Location identification items

• • • • •

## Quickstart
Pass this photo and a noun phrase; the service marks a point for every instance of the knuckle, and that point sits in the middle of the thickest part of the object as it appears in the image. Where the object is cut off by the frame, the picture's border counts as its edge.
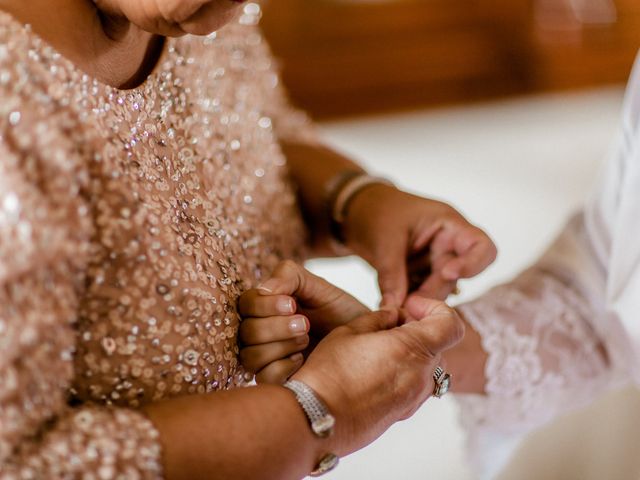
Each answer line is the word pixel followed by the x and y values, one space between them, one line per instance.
pixel 289 267
pixel 246 360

• • • • •

◆ **Written task**: Lay out the entries above as a two-column CSV with the headers "entry_text" and "answer", one row per entry. Put each entry's text and its answer in a single quoted field, replace line breaks with spaces, and leave out the pictures.

◆ **Answer to the exercise**:
entry_text,answer
"## Quickstart Pass this photo and a noun phrase; the service marks a point for every instance of the knuckle, and that point sits in the middle of the thickest part of the object as it appears in the image. Where the object is cut off by the frame, the picture's border counts as its edge. Each answer line is the word pixel followed by the x and y values, one space between them, one line per instance.","pixel 289 267 pixel 246 360"